__記事__

============

2022年3月例会『海辺の彼女たち』

解説

外国人労働者たちの実話を基に描く ベトナム女性たちの日本


 ベトナムから来た三人の女性アン、ニュー、フォンは技能実習生として働いていたが、過酷な現場から脱走を図り、ブローカーを頼りに雪深い港町に辿り着く。不法就労という不安定な状況の中、三人は故郷の家族のために働き始める。
 『海辺の彼女たち』は異国で働く技能実習生の姿を綿密な取材によってドキュメンタリータッチで描いたフィクション映画である。
 
 日本はすでに世界四位の移民大国であるとご存じだろうか。
 移民というと映画ファンのイメージでは『ゴッド・ファーザー』や『ブルックリン』などで描かれたようなヨーロッパからアメリカへの移民の姿が思い浮かぶ。コンビニエンスストアで働く外国の方が移民というのはちょっとピンとこないところがある。しかし経済協力開発機構(OECD)の外国人移住者統計によると、3ヶ月以上滞在する予定で日本に来た外国人は2018年に50万人を超え、世界4位の規模となっている。国連経済社会局がまとめた19年の移民人口でみても約250万人と世界26位である。この中には本作の主人公である外国人技能実習生も含まれている。

============

[保存データ]
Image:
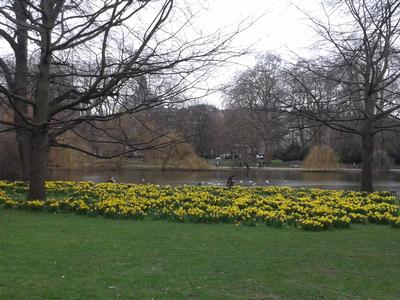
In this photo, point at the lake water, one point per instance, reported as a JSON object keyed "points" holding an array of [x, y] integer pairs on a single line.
{"points": [[346, 179]]}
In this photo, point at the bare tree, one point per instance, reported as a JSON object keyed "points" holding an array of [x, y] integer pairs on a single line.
{"points": [[77, 64], [256, 96], [353, 85]]}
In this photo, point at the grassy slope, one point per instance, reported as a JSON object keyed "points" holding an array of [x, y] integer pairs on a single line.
{"points": [[77, 257]]}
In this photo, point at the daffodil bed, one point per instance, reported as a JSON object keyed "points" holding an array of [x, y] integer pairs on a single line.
{"points": [[309, 209]]}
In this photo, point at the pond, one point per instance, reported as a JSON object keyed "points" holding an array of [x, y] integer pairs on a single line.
{"points": [[341, 179]]}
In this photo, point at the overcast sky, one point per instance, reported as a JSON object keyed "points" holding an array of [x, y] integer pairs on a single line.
{"points": [[281, 27]]}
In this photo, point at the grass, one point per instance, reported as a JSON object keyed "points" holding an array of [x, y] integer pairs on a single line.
{"points": [[61, 256]]}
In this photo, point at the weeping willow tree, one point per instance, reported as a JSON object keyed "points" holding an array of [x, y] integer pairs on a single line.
{"points": [[321, 157], [69, 65]]}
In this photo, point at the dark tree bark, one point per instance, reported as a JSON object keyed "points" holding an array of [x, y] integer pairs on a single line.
{"points": [[87, 63]]}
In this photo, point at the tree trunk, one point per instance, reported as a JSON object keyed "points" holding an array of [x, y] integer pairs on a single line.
{"points": [[367, 162], [38, 164], [19, 87], [24, 143]]}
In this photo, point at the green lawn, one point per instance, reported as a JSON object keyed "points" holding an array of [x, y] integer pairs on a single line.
{"points": [[60, 256]]}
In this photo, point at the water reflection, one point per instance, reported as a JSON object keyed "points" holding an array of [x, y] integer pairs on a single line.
{"points": [[254, 177]]}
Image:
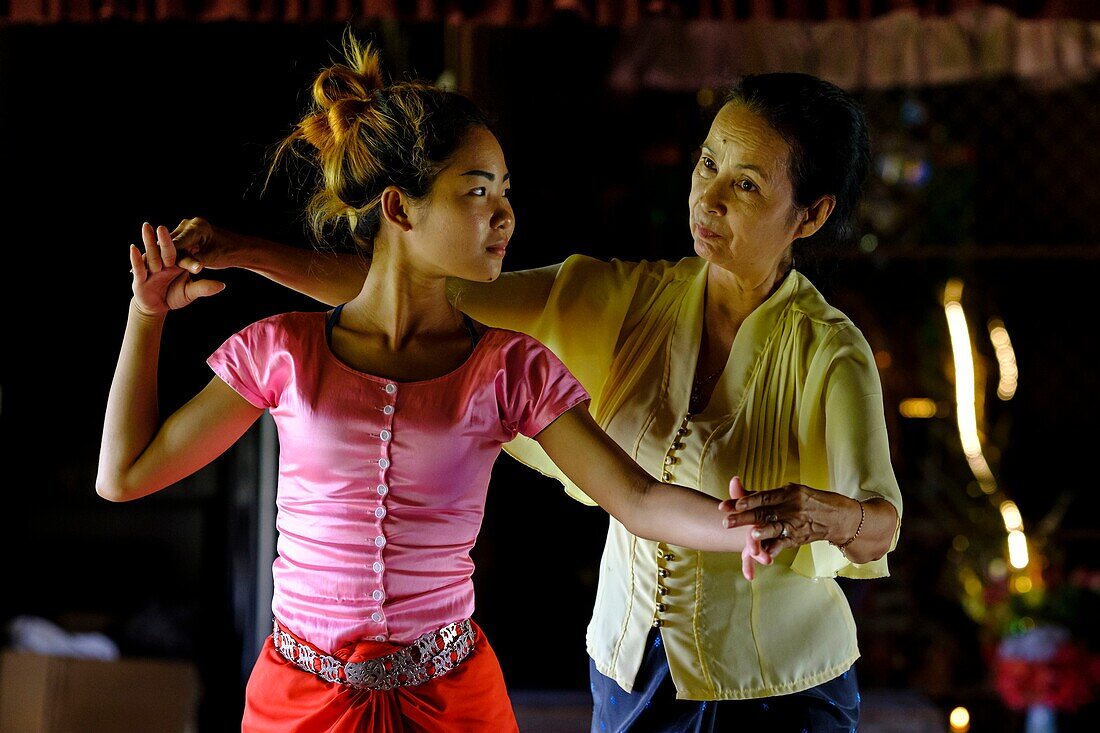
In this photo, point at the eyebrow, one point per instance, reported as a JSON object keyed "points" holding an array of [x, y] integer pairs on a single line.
{"points": [[748, 166], [485, 174]]}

============

__作業内容__
a - 記録の中から、文字列「water」を含む行をすべて集めること。大文字と小文字は区別する。
b - 映画『海辺の彼女たち』の解説記事を、最後の文の後から書き継ぐこと。

__問題の解答__
a -
In this photo, point at the lake water, one point per instance, reported as a JSON object keyed "points" holding an array of [x, y] integer pairs on a single line.
In this photo, point at the water reflection, one point per instance, reported as a JSON object keyed "points" holding an array of [x, y] integer pairs on a single line.

b -
 今や日本の経済や私たちの生活をさまざまな場面で支えてくれている外国人労働者の方々であるが、その待遇は多くの問題が指摘されている。詳しくは本号の「背景」を読んでいただきたい。
 この1月にもベトナム人実習生に関して、岡山市内の男性が受け入れ先で2年間にわたり繰り返し暴行を受けていたと訴えたこと(朝日新聞1月18日夕刊)や熊本の自宅で孤立出産のうえ死産した女性が遺体を放置したとして死体遺棄罪に問われた裁判の控訴審判決がでたことが報じられている。(朝日新聞1月20日朝刊)
 岡山の実習生の男性は2019年秋に来日。建設現場で足場を組む作業などをしていたが職場の同僚から暴力をうけるようになった。会社や管理団体に相談したが改善せず、知人のベトナム人から紹介された地域のユニオンに保護された。会見ではベトナムに残してきた妻や娘のことを考えずっと我慢してきたこと、日本で働くためにかかった約百万円の借金を返済中で日本の別の会社で働きたいことを訴えている。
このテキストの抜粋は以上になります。